What you are asked to do:
Take every line in the entries that includes the word "woman" and copy it.

(Beginning of Exercise data)

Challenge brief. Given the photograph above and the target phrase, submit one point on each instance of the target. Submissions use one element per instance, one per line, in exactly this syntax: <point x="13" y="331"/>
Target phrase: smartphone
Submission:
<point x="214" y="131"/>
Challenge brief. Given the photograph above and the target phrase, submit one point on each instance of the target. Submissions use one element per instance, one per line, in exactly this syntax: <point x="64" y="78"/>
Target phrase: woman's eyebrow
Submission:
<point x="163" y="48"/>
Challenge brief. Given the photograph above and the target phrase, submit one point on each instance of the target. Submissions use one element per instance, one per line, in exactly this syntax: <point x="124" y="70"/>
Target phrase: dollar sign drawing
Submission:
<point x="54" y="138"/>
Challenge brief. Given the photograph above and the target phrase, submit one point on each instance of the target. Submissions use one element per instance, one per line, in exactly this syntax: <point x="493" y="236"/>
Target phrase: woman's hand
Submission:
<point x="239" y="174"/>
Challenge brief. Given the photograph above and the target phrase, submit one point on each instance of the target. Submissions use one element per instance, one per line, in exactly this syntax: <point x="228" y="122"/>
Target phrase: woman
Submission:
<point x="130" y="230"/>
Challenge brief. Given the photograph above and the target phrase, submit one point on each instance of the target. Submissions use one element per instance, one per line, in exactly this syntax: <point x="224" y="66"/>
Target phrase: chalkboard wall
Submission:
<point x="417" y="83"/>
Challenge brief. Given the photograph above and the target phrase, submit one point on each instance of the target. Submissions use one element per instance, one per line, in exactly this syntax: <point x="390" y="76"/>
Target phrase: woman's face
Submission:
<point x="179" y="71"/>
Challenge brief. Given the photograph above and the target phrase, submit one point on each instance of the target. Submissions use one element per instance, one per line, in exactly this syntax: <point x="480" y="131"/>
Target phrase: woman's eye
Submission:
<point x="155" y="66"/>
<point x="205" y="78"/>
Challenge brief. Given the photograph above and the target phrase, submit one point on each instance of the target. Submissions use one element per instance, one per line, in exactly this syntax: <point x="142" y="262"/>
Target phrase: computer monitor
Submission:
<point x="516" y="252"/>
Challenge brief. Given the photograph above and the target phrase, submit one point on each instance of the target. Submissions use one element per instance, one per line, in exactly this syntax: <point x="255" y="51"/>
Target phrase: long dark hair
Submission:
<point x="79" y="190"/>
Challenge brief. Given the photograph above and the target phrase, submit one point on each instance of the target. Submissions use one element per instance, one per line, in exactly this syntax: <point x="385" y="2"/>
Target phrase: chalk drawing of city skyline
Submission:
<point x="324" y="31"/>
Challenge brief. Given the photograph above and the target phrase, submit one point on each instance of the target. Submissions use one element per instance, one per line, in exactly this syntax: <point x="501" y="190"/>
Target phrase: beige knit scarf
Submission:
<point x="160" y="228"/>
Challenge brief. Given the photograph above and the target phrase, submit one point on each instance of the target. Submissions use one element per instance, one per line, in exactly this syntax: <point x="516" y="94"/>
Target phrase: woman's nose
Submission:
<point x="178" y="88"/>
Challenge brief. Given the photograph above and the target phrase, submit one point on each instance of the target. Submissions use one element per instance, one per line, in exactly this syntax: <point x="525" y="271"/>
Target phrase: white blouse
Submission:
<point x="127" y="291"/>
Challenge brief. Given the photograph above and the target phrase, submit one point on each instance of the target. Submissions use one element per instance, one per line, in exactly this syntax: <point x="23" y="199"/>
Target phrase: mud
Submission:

(End of Exercise data)

Answer to the problem:
Target phrase: woman's eyebrow
Target phrase: woman's hand
Target phrase: woman
Target phrase: woman's face
Target phrase: woman's eye
Target phrase: woman's nose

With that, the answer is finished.